(TEXT SHOWN):
━━━━━━━━━━━━━━━━

Appeal from Union Circuit Court, Second Division: W. A. Speer, Judge; affirmed.
S.E. Gilliam, for appellant.
Carmichael Hendricks and McMillen Scott, for appellee.
STATEMENT OF FACTS.
Tom Smith and the Commercial Credit Company brought suit, on March 11, 1925, against the Firemen's Fire Insurance Company, to recover $387 for loss sustained by theft of an automobile under a policy of insurance issued to the plaintiffs by the defendant. On March 19, 1925, the same plaintiffs filed a complaint against the Globe Rutgers Fire Insurance Company to recover $350 for loss by fire of an automobile under an insurance policy issued by the defendant to the plaintiffs. The defendant in each case filed an answer to the complaint upon April 4, 1925. On October 23, 1925, each case was reached upon call of the calendar, and the defendant in each case did not appear. A jury was therefore impaneled in each case and, after hearing the evidence, returned a verdict for the plaintiffs in each case separately. Judgment was accordingly entered upon the verdict in each case. After the expiration of the term, the defendant in each case filed a motion to vacate the judgment for unavoidable casualty, under the seventh subdivision of 6290 of Crawford Moses' Digest. The two cases were consolidated for the purposes of trial, and, having heard the evidence introduced, the court rendered a judgment vacating the judgment already rendered in favor of the plaintiffs against the defendants. To reverse that judgment the plaintiffs have duly prosecuted this appeal.
(after stating the facts). It is the settled law of this State that one who asks to be relieved from a judgment on the ground of unavoidable casualty preventing the defendant from making a defense to the action, the party asking to be relieved from the judgment must show merit; otherwise the court would be asked to do the vain thing of setting aside a judgment when it would be its duty to enter again the same judgment upon a re-trial of the case. It is not required of the defendant to establish his case conclusively, but he must make out a prima facie defense, the final determination being left to the court, if the judgment is set aside. McDonald Land Co. v. Shapleigh Hardware Co., 163 Ark. 524, 260 S.W. 445, and Halliday v. Fenton, 164 Ark. 11, 260 S.W. 961.
In the case at bar the defendants alleged, as a defense to the actions to recover on the insurance policies, that the plaintiffs had failed to file proof of loss within the time provided in the policies. This, if proved, would constitute a valid defense to a suit on the policies. Queen of Arkansas Insurance Co. v. Laster, 108 Ark. 261, 156 S.W. 848, and Illinois Bankers' Life Association v. Byasse, 169 Ark. 230, 275 S.W. 519, 41 A.L.R. 379. In the motion to vacate the judgment proof was introduced by the defendants to show that no proof of loss had been filed by the plaintiffs in either case. No question of the waiver to file proof of loss within the time provided in the policies has been raised in the pleadings. Hence it was not necessary for the insurance companies to prove anything concerning a waiver, because the fact of waiver was not put in issue in the cases. The insurance companies would not be required to prove something that had not been put in issue in the cases in order that they might have the judgments vacated on the ground of unavoidable casualty. In the case of Halliday v. Fenton, 164 Ark. 11, 260 S.W. 961, it was held that a finding of the circuit court that there was unavoidable casualty, within Crawford Moses' Digest, 6290, subdivision 7, authorizing the vacation of a judgment, if supported by substantial evidence, will not be set aside upon appeal. It was further hold that evidence of a misunderstanding as to a continuance, resulting in the defendant's absence from the trial, entitled him to have the judgment vacated under this subdivision of the statute.

━━━━━━━━━━━━━━━━

Bounding-box records
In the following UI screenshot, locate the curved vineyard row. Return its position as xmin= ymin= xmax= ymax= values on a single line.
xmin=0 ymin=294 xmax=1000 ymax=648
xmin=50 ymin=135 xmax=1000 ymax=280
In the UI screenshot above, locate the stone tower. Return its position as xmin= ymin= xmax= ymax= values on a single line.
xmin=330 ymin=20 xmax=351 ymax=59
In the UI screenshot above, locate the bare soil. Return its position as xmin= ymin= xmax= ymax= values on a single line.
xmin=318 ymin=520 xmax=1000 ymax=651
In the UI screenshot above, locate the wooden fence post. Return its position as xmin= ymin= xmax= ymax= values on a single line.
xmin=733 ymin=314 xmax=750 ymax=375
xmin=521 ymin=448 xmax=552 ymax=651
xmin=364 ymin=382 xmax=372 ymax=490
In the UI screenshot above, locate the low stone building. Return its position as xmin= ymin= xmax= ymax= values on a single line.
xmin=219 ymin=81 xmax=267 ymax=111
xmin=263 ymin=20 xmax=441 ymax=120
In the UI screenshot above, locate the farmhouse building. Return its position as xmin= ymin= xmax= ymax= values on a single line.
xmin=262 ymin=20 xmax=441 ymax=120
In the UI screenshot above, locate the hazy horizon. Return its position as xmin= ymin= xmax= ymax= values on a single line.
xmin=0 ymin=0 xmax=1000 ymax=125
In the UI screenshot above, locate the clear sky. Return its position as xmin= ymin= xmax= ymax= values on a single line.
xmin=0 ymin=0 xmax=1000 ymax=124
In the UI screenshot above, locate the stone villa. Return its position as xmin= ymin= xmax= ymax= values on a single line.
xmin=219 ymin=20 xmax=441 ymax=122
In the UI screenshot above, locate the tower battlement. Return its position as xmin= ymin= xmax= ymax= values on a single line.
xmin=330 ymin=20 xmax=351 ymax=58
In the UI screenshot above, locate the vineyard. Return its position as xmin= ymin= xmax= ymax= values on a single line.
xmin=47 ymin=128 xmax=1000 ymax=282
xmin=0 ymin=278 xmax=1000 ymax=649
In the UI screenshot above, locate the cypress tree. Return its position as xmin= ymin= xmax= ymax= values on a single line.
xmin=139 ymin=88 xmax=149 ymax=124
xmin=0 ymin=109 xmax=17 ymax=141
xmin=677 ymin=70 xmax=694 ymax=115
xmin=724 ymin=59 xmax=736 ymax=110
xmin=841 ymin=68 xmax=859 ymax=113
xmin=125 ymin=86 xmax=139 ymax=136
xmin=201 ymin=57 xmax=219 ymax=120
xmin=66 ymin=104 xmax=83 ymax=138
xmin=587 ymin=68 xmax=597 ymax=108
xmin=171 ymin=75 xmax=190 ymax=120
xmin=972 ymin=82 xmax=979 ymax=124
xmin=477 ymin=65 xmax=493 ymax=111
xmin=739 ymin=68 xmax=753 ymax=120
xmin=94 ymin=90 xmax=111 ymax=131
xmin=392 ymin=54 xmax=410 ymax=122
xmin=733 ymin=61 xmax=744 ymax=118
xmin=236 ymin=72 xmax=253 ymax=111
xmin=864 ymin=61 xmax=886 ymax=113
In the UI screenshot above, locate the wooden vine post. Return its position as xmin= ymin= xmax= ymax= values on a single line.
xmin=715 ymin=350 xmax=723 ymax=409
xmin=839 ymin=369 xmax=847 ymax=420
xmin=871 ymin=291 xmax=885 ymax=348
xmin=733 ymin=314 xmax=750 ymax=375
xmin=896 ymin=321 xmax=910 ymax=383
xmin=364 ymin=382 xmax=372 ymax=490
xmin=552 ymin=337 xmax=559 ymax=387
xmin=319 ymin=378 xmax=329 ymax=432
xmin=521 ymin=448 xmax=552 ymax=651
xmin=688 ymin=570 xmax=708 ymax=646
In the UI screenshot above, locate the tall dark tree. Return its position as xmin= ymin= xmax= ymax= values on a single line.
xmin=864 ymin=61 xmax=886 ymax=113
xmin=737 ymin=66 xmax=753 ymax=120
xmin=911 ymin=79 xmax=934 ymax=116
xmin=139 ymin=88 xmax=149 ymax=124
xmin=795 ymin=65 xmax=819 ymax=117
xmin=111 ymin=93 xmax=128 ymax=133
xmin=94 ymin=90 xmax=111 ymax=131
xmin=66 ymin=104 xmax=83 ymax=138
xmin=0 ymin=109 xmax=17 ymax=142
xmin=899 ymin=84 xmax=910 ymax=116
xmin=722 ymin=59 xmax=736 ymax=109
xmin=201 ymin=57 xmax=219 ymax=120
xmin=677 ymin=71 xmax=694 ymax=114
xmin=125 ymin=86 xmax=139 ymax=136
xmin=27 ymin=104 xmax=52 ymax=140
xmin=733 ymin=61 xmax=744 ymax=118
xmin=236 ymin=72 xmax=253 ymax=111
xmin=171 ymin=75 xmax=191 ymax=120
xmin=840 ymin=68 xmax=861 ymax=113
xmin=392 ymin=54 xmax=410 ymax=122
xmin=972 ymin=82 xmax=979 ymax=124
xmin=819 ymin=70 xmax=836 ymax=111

━━━━━━━━━━━━━━━━

(DIRECTIONS FOR THIS TASK): Go on with the court opinion on vacating the insurance judgments, picking up right after its final sentence. These records were taken from a separate source.

(ANSWER TO THE TASK):
In the present case one of the attorneys for the insurance companies was a witness for them. According to his testimony he lived in Little Rock, and had practiced law for fifteen years. The cases in question were brought in the circuit court in Union County, Arkansas. The attorney for the insurance companies saw the attorney for the plaintiffs about the cases, and told him to send him an affidavit as to the facts relative to the loss and he would see if there could not be a settlement of one of the cases. Subsequently he filed answers for the insurance companies. The attorney for the plaintiffs told the attorney for the insurance companies that he would notify him when the cases were set for trial, and the attorney for the insurance companies relied upon him to do so. He did not know that judgments had been rendered in the cases until the term at which they were tried had lapsed. The attorney for the insurance companies sent the answers to the clerk of the circuit court in which the cases were pending by mail. He asked the clerk to acknowledge receipt of the answers and advise him when the cases would be set for trial. The clerk answered the letter and acknowledged the receipt of the answers. He also stated that it would be impossible to tell just when the cases would be set for trial, and said that civil cases were usually set by agreement of the attorneys.
The attorney for the plaintiffs admitted having a conversation with the attorney for the defendants about setting the cases, but denied that he promised to notify him when the cases were set for trial. The complaints were filed in the cases against the insurance companies in March, 1925, and the answers of the defendants were filed in April, 1925. On September 26, 1925, the court set the cases for trial on the 23rd day of October, 1925. During the period of time between the filing of these suits and their actual trial there were several adjournments of the court. The second division of the circuit court in which the cases were pending had just been created, and the docket was considerably congested. On the 26th day of September, 1925, the attorneys were called in attendance upon the court, and the cases were set for trial for the October term. Among other cases, the cases in question were set for trial on the 23rd day of October.
The court made a specific finding that he did not think that counsel on either side of the case tried to take any advantage of the other. The court found that, without any fault on his part, the attorney for the insurance companies was absent when the insurance cases were set for trial and tried by the court. He was not a member of the local bar, and the court found that the cases had been set hurriedly without notifying the attorney for the insurance companies. It is inferable from what the court said that it was the custom to set cases for trial, and that, on account of the congested state of the docket, the court was proceeding as expeditiously as possible to try the cases and clear the docket. The court seemed to take the blame on itself, and thought that, under all the circumstances, the judgments in the insurance cases should be vacated.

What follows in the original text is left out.